Task goal =
Reproduce the records that follow in full, excluding any picture they contain.

[Data listing]
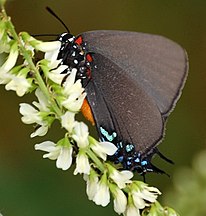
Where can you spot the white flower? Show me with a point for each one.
(43, 104)
(92, 184)
(102, 149)
(131, 210)
(102, 197)
(141, 193)
(81, 134)
(120, 199)
(121, 178)
(39, 115)
(68, 121)
(30, 114)
(56, 75)
(19, 84)
(61, 153)
(41, 130)
(82, 163)
(49, 47)
(73, 92)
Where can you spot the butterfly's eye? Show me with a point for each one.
(66, 38)
(82, 70)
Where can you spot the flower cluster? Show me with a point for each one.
(57, 100)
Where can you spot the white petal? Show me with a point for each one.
(11, 60)
(138, 201)
(43, 102)
(83, 165)
(30, 115)
(120, 202)
(121, 177)
(102, 197)
(132, 211)
(69, 81)
(68, 121)
(19, 84)
(92, 187)
(81, 134)
(108, 147)
(64, 159)
(56, 76)
(47, 146)
(48, 46)
(41, 131)
(102, 149)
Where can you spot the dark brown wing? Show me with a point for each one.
(157, 65)
(120, 104)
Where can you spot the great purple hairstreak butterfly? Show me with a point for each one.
(133, 81)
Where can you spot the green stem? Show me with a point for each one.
(32, 66)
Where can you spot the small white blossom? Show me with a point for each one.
(74, 93)
(20, 84)
(82, 163)
(120, 199)
(81, 134)
(61, 153)
(102, 149)
(43, 104)
(68, 121)
(131, 210)
(56, 75)
(41, 130)
(92, 184)
(30, 114)
(121, 178)
(48, 47)
(38, 115)
(102, 197)
(142, 194)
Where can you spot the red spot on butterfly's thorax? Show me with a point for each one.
(89, 57)
(79, 40)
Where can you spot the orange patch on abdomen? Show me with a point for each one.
(87, 112)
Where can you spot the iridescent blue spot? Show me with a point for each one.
(137, 160)
(107, 135)
(143, 163)
(120, 159)
(129, 147)
(129, 163)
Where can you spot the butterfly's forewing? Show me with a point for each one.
(120, 104)
(157, 65)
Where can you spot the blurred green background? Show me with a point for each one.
(30, 185)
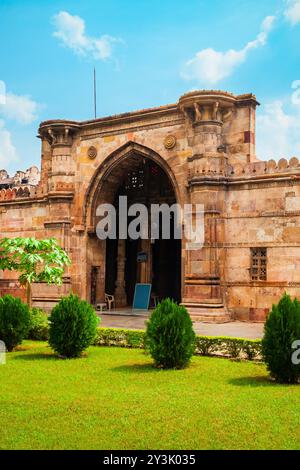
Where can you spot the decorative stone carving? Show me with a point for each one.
(59, 133)
(92, 152)
(170, 142)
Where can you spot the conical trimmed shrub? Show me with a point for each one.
(14, 321)
(73, 326)
(281, 329)
(170, 337)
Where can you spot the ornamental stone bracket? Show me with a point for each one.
(58, 133)
(206, 113)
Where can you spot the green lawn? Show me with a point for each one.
(115, 399)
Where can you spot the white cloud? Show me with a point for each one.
(71, 31)
(21, 109)
(8, 151)
(292, 11)
(210, 66)
(278, 131)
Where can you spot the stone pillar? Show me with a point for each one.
(205, 117)
(145, 270)
(120, 293)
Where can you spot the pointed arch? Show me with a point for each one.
(110, 163)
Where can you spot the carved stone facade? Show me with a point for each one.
(204, 147)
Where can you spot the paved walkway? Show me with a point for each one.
(137, 322)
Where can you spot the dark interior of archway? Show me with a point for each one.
(143, 181)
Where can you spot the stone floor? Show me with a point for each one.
(136, 321)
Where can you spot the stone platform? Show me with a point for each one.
(126, 319)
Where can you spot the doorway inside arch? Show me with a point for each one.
(131, 261)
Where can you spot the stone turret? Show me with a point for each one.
(58, 166)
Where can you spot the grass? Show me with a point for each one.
(115, 399)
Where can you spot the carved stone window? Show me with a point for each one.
(258, 270)
(135, 180)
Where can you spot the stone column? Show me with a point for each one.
(120, 293)
(145, 267)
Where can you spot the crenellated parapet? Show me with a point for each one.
(203, 170)
(24, 184)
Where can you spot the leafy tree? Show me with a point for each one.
(170, 337)
(282, 328)
(73, 326)
(35, 260)
(14, 321)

Reply to the exercise =
Where can you spot the white flower? Show me with a point for each one.
(43, 104)
(92, 184)
(102, 149)
(131, 210)
(102, 197)
(141, 193)
(81, 134)
(120, 199)
(121, 178)
(39, 115)
(68, 121)
(30, 114)
(56, 75)
(19, 84)
(61, 153)
(41, 130)
(82, 163)
(49, 47)
(73, 92)
Where can you spot the butterfly's eye? Show me with a point for each one.
(66, 38)
(82, 70)
Where can you spot the flower cluster? Show me with a point for each one.
(57, 100)
Where can you spot the white petal? Show me with a point for each one.
(11, 60)
(138, 201)
(43, 102)
(83, 165)
(30, 115)
(120, 202)
(121, 177)
(102, 197)
(132, 211)
(69, 81)
(68, 121)
(19, 84)
(92, 187)
(81, 134)
(108, 147)
(64, 159)
(56, 76)
(47, 146)
(48, 46)
(41, 131)
(102, 149)
Where can you spot the dark brown wing? Show me with a point for each one.
(157, 65)
(120, 104)
Where can you spot the great purple hairstreak butterfly? Show me with a point for each one.
(133, 81)
Where can you spot the green stem? Show me with a point for each one.
(32, 66)
Where can you spot the small white blossom? Show me with a point for each one.
(74, 93)
(20, 84)
(82, 163)
(120, 199)
(81, 134)
(61, 153)
(102, 149)
(43, 104)
(68, 121)
(131, 210)
(56, 75)
(41, 130)
(92, 184)
(30, 114)
(121, 178)
(48, 47)
(38, 115)
(102, 197)
(142, 194)
Where can you spot the red spot on butterfly's thorax? Show me with a point for each one.
(89, 57)
(79, 40)
Where can you spot the orange patch on abdomen? Show me with a point for each one.
(87, 112)
Where can you spot the iridescent blue spot? Show me with a point for each one.
(137, 160)
(107, 135)
(143, 163)
(120, 159)
(129, 147)
(129, 163)
Where can you spot the butterfly's forewing? Show me with a point for each one.
(120, 104)
(157, 65)
Where can you spot the blurred green background? Show me with a point for each one.
(30, 185)
Where can you spot the decorative stone carving? Show me with a point for each one.
(59, 133)
(92, 152)
(170, 142)
Where can you spot the conical trimmed shrub? Show me with a point for each one.
(14, 321)
(73, 326)
(281, 329)
(170, 337)
Where can you spot the ornamental stone bracket? Show me with a point for each one.
(58, 133)
(206, 113)
Where can you spot the green lawn? Show me with a point for each one.
(115, 399)
Where can you spot the white cloud? Show me with a point for each one.
(71, 31)
(21, 109)
(8, 151)
(292, 11)
(210, 66)
(278, 131)
Where can you spot the stone pillar? Show me with a point for each one.
(205, 117)
(145, 270)
(120, 293)
Where can you spot the pointed arch? Show me with a point for each one.
(110, 163)
Where can you spot the carved stone facade? Show me with a point for each one.
(204, 147)
Where can you spot the paved walkway? Show me with a point for each one.
(137, 322)
Where can you spot the dark interior of archway? Show me with a point for each one.
(143, 181)
Where can you spot the stone floor? Show me with a point for each one.
(136, 321)
Where can you spot the stone platform? Show me with a point for each one.
(126, 319)
Where can you spot the doorway inside arch? Show me with a point for each one.
(131, 261)
Where can you spot the stone turret? Show me with a point for each one.
(58, 166)
Where can you spot the grass? Show me with a point for each one.
(115, 399)
Where can you spot the carved stone window? Show me with a point for each one.
(258, 270)
(135, 180)
Where can you spot the stone column? Show me with a point for each one.
(120, 293)
(145, 267)
Where can you spot the crenellated parapet? Show me with a point for each one.
(203, 170)
(24, 184)
Where can you spot the leafy tree? Show me with a point for each one.
(170, 337)
(282, 328)
(73, 326)
(35, 260)
(14, 321)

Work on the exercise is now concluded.